● **ESTRATTO DEL DOCUMENTO**

━━━━━━━━━━━━━━━━━━━━━━━━━━━━━━

L’obbligo vaccinale imposto agli operatori sanitari non è incostituzionale

Nel marzo del 2022 il Consiglio di giustizia amministrativa per la Regione Siciliana aveva sollevato questione di costituzionalità dell’art. 4, commi 1 e 2, del D.L. n. 44/2021, il quale impone l’obbligo vaccinale al personale sanitario e prevede la sospensione dall’incarico in caso di mancata somministrazione del vaccino.

La Corte siciliana doveva pronunciarsi sulla controversia tra uno studente – tirocinante di Infermieristica e l’Università di Palermo, in quanto il Rettore e il Direttore generale dell’Università avevano disposto che i tirocinanti avrebbero potuto proseguire l’attività solo qualora si fossero sottoposti a vaccinazione. Il giudice prospettava, dunque, un possibile contrasto tra le disposizioni concernenti l’obbligo vaccinale e l’art. 32 della Costituzione, il quale dispone che “Nessuno può essere obbligato a un determinato trattamento sanitario se non per disposizione di legge”.

La Corte costituzionale, con sentenza n. 14/2023, in primo luogo afferma che, affinché un trattamento sanitario obbligatorio possa essere considerato compatibile con la Costituzione, è necessaria la presenza di tre elementi: a) il trattamento sanitario deve essere finalizzato alla tutela della salute sia dell’individuo che della collettività; b) esso non deve incidere negativamente sulla salute dell’interessato, salvi gli effetti tollerabili; c) in caso di ulteriori danni alla salute dell’interessato, anche conseguenti alla vaccinazione, deve essere previsto un indennizzo.

━━━━━━━━━━━━━━━━━━━━━━━━━━━━━━

● **COMPITO DA SVOLGERE**
Prosegui il testo qui sopra sull'obbligo vaccinale per gli operatori sanitari, partendo subito dopo l'ultima frase.

(Dati per localizzare i punti)
━━━━━━━━━━━━━━━━━━━━━━━━━━━━━━

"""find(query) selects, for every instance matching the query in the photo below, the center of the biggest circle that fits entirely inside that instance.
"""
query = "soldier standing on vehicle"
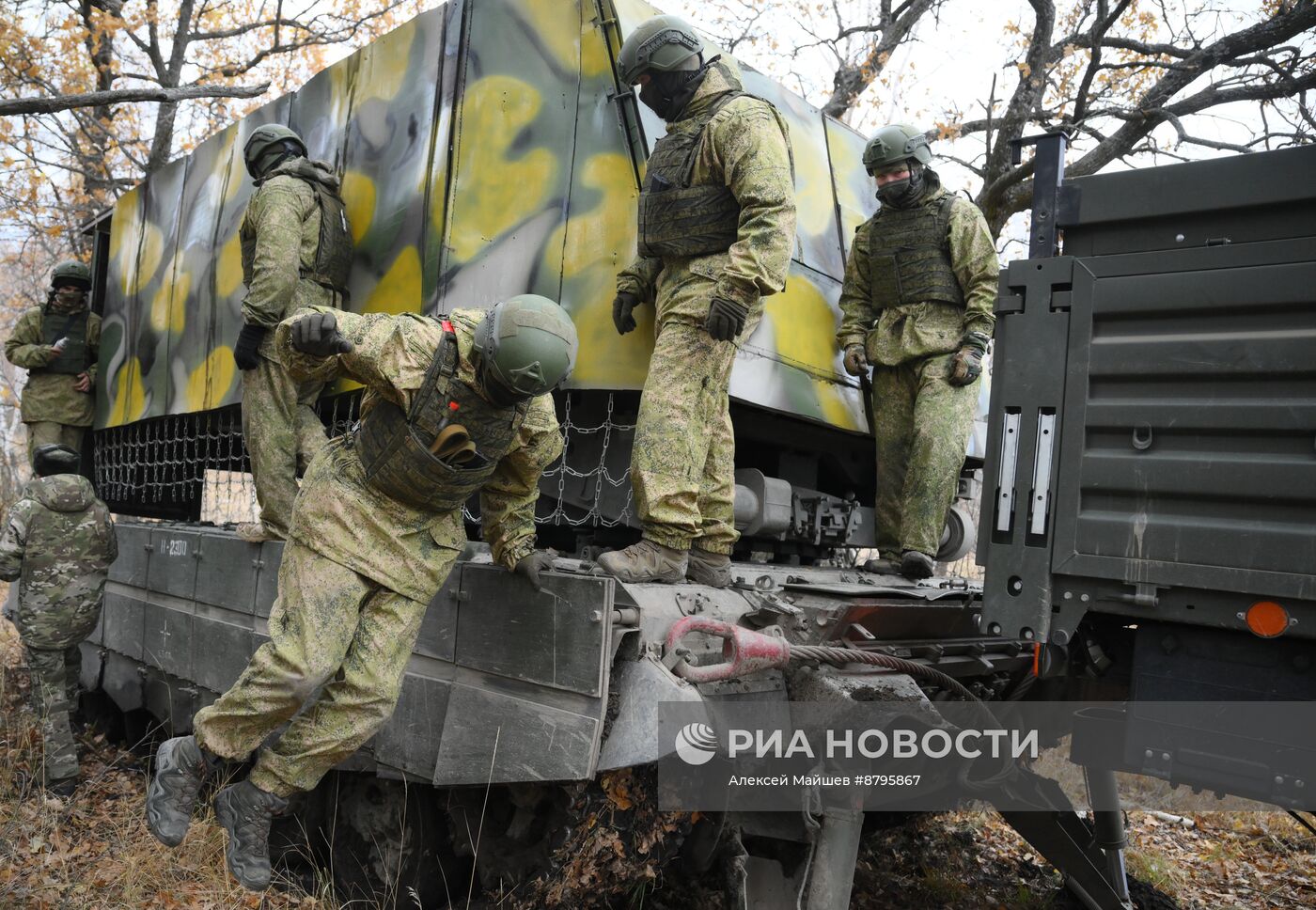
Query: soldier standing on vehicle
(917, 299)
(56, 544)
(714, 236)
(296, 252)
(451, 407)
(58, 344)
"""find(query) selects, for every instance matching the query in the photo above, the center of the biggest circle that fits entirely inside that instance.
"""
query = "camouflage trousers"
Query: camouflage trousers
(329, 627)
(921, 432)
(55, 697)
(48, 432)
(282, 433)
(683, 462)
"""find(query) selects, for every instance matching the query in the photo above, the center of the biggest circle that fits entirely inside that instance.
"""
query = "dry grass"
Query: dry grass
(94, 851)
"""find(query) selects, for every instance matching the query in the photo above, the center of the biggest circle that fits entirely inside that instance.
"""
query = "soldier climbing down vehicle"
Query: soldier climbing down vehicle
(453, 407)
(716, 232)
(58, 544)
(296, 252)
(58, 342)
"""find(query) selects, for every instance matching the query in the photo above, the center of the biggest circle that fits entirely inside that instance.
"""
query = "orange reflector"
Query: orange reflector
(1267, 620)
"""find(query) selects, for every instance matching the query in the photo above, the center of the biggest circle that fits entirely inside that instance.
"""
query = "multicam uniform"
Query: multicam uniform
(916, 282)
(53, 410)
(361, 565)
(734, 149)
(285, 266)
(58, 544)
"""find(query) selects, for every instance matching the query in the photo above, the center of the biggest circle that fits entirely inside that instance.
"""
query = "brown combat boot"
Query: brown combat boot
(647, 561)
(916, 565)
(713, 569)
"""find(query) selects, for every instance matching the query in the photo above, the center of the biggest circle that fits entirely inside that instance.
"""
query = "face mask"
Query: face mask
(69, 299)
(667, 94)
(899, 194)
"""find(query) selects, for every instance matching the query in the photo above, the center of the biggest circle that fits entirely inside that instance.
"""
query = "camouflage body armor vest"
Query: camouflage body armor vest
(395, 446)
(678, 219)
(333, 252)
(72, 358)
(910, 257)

━━━━━━━━━━━━━━━━━━━━━━━━━━━━━━

● **PROBLEMA RISOLTO**
La Corte prosegue affermando che tutti i trattamenti sanitari presentano un rischio di conseguenze negative, anche gravi; per cui, sino a quando la scienza medica non consentirà la totale eliminazione del rischio, la decisione di imporre un trattamento sanitario obbligatorio spetterà solo al legislatore, il quale, tuttavia, dovrà effettuare una scelta ragionevole.

Il legislatore, in particolare, deve bilanciare gli interessi dell’individuo con gli interessi della collettività, di modo che il sacrificio della singola persona sottoposta al trattamento sanitario non sia sproporzionato. Nell’operare questo bilanciamento, il legislatore ha anzitutto preso in considerazione la situazione di fatto nella quale si versava nel 2021, ossia la condizione pandemica, richiedente una risposta tempestiva; in secondo luogo, il legislatore, secondo la Corte, ha fatto buon uso delle risultanze scientifiche disponibili in quel momento, alla luce delle quali il vaccino risultava non sperimentale, efficace e sicuro.

A detta della Corte costituzionale, la previsione di un obbligo vaccinale appariva dunque ragionevole e proporzionata, specie se rivolta al personale sanitario, in quanto avrebbe permesso di tutelare una delle categorie più esposte al contagio, di proteggere quanti sarebbero entrati a contatto con gli esercenti professioni sanitarie e di evitare l’interruzione di un servizio essenziale.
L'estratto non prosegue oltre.